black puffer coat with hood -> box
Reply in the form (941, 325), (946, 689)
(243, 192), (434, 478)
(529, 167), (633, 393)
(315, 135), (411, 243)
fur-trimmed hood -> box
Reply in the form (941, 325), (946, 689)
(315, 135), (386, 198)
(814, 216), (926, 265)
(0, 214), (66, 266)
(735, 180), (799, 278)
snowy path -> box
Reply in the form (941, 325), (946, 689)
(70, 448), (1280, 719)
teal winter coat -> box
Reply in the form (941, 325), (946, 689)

* _PROBLEM TO WORK ON_: Nothing is to be left out, and every entry is to be transcribed exactly.

* _WORKED SOLUTION_:
black puffer coat with hood -> box
Reply in the form (941, 325), (946, 689)
(243, 192), (434, 478)
(529, 167), (633, 393)
(315, 135), (411, 243)
fur-trimmed hood -> box
Reply in the form (941, 325), (946, 689)
(315, 135), (386, 198)
(814, 216), (926, 265)
(0, 214), (66, 266)
(735, 180), (799, 278)
snowy path -> box
Reply in the form (941, 325), (946, 689)
(70, 448), (1280, 719)
teal winter coat -> box
Reply in the form (941, 325), (946, 689)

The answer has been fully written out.